# Excerpted passage
= = =

That is why ordinary encounters turn into heated contests. A teacher rebukes a student and the classroom sours. A utility worker disconnects power and the customer sees it as disrespect or a personal attack. A police officer gives a lawful instruction and is met with suspicion or anger. It is not always malice. Many simply do not know how to respond when authority steps into their space.

There is also a science behind this. Psychologists call it ‘reactance,’ the natural resistance that rises when people feel their freedom of choice is being taken away. It explains why even reasonable directions are sometimes met with hostility. No one likes being ordered around, and if a person already feels overlooked or disrespected, that resistance flares even faster. Understanding this helps professionals see that the push-back is often less about the instruction itself and more about the feeling of lost control.

Now everyone has a duty to communicate better, but the heavier duty rests on professionals. If you wear a uniform, stand at the front of a classroom, work in health care, or serve the public in any way, you carry the weight of authority. With that comes the responsibility to set the tone. You cannot meet hostility with hostility. You cannot treat silence as stupidity. The professional must steady the room, not shake it.

This begins with how we raise and teach our children. We need to help them recognize their own reactions, to catch themselves when they are about to shutdown or lash out. We need to train them to ask questions without sarcasm, to disagree without insulting, to use a steady voice even when emotions are hot. We should practice small conversations where the goal is not to win but to keep the exchange calm. These are not luxuries. They are survival skills. By the time they reach adulthood, young people should be able to cool a room not tip it toward conflict.

= = =

# Tasks and exercises
- A) Reproduce everything from "Now everyone has" down to "not shake it." in the passage on responding to authority.
- B) In the passage on responding to authority, what do psychologists call the resistance that rises when people feel their freedom of choice is being taken away?
- C) Extend the passage on responding to authority, picking up right after its final sentence.

Location labeling records:

= = =

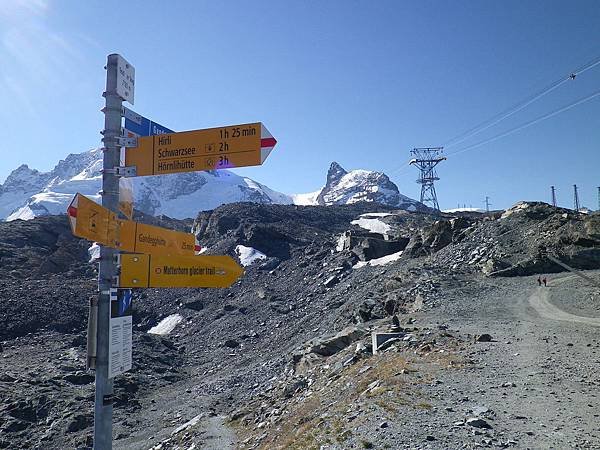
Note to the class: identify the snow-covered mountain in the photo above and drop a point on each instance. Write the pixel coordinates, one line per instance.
(343, 187)
(28, 193)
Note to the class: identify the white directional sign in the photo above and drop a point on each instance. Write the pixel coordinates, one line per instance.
(125, 80)
(120, 339)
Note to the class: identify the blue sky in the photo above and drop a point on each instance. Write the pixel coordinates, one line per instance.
(358, 82)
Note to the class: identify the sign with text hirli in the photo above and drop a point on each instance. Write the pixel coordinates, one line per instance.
(138, 125)
(208, 149)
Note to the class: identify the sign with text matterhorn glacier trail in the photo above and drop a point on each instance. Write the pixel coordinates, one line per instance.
(136, 255)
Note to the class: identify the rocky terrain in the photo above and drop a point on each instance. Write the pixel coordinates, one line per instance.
(481, 356)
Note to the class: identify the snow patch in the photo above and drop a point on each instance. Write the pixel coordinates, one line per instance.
(510, 211)
(248, 255)
(188, 424)
(94, 252)
(339, 247)
(379, 261)
(308, 199)
(166, 325)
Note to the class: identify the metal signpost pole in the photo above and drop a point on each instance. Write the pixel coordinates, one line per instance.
(107, 272)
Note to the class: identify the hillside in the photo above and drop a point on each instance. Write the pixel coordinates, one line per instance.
(283, 359)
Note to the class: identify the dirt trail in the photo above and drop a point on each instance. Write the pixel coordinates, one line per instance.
(539, 375)
(540, 300)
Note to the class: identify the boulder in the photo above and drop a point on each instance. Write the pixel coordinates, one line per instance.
(368, 248)
(330, 345)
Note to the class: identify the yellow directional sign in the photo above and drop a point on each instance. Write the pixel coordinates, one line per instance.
(91, 221)
(190, 151)
(178, 271)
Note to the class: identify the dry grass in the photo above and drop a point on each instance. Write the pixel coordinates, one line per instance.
(313, 421)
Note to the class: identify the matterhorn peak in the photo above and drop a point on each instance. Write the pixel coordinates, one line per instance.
(335, 172)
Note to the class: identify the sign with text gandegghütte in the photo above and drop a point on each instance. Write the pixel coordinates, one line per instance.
(92, 221)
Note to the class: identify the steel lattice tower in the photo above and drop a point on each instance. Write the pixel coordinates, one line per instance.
(426, 158)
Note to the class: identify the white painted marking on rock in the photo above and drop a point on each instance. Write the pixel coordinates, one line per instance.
(166, 325)
(248, 255)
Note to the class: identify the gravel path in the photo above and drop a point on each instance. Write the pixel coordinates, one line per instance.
(538, 378)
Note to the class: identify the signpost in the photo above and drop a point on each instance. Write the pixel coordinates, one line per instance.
(208, 271)
(138, 125)
(120, 84)
(121, 330)
(125, 83)
(164, 258)
(190, 151)
(96, 223)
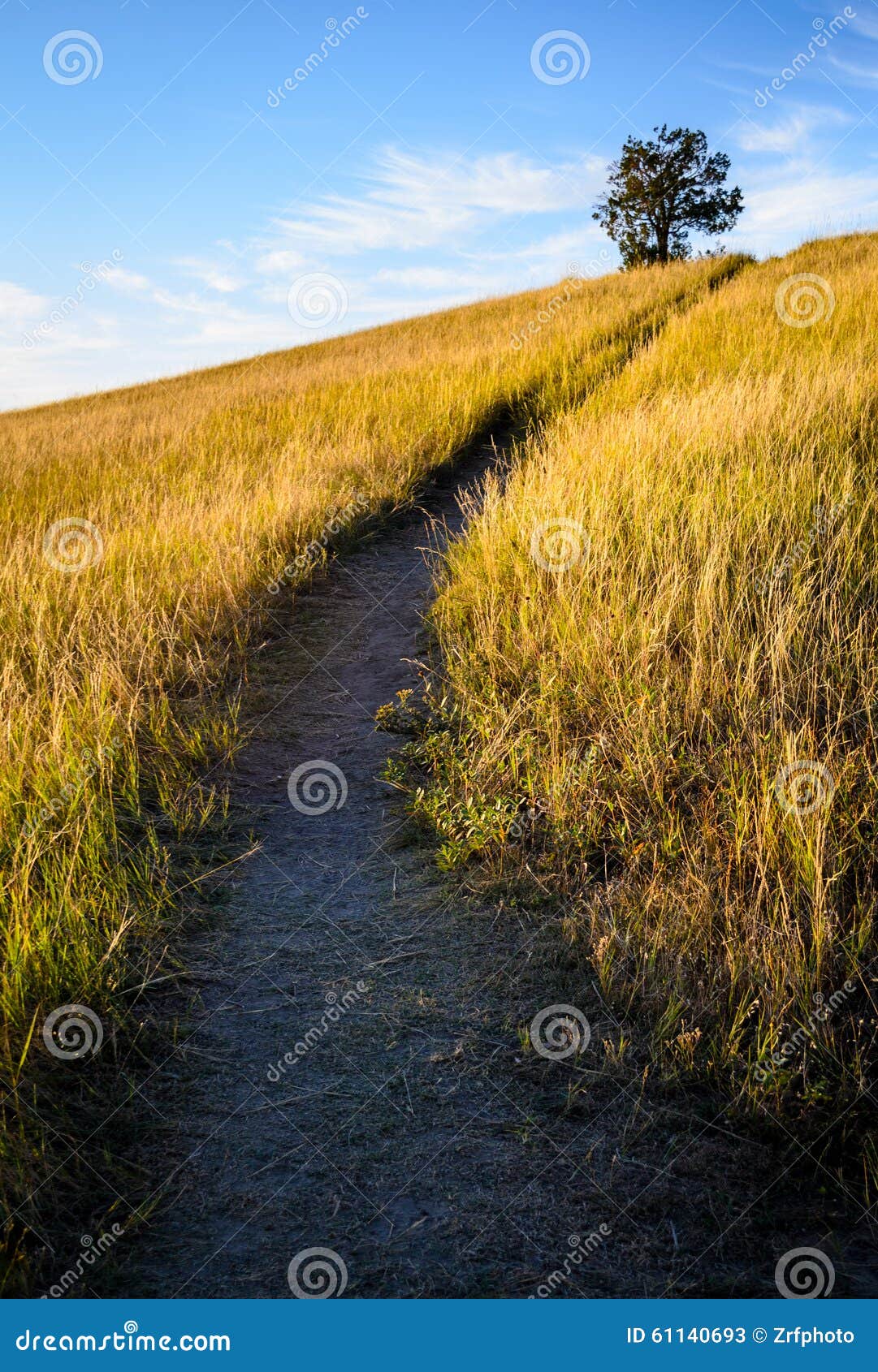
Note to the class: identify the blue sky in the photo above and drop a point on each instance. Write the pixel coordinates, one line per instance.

= = =

# Answer set
- A)
Now everyone has a duty to communicate better, but the heavier duty rests on professionals. If you wear a uniform, stand at the front of a classroom, work in health care, or serve the public in any way, you carry the weight of authority. With that comes the responsibility to set the tone. You cannot meet hostility with hostility. You cannot treat silence as stupidity. The professional must steady the room, not shake it.

- B) Reactance.

- C)
For those already serving in frontline roles, we cannot rely on instinct alone. We need habits that work in the heat of the moment. I use a simple heuristic I call PACE. It stands for Pause, Acknowledge, Clarify, Explain.

Pause for a breath and read the body language.

Acknowledge the emotion with a simple line of dignity: “I see you are upset, let us figure this out.”

Next, clarify your authority, the reason, and the options in plain words. For example: ‘I can’t approve this request without the correct ID. That is the policy to protect your account. You can bring the ID later and complete the process, or I can connect you to my supervisor now.’

Then, explain the next step so nothing feels hidden or arbitrary. For example: ‘If you choose to bring the ID later, I will note your file and you can return to complete this. If you prefer a supervisor, I will call them now and you can speak with them here at the counter. If you do not want either option, I will have to close this request for today to keep your account secure.’

This approach lowers threat, restores a sense of choice, and demonstrates respect. It is not weakness. It is professionalism.

Confidence in these moments comes from three things. First, knowledge of the law, the policy, the best practice, and the limits of your authority. Second, empathy that uses a simple test: treat the person in front of you the way you would want your loved one treated in the same situation, even when firm action is required and in the rare cases where lawful force is necessary. Third, judgment that chooses timing, words, and actions that serve safety and fairness, not ego. Knowledge without empathy turns into cold control. Empathy without knowledge loses its anchor and drifts, so standards slip and decisions become uneven. Judgment holds both together so your hands stay steady.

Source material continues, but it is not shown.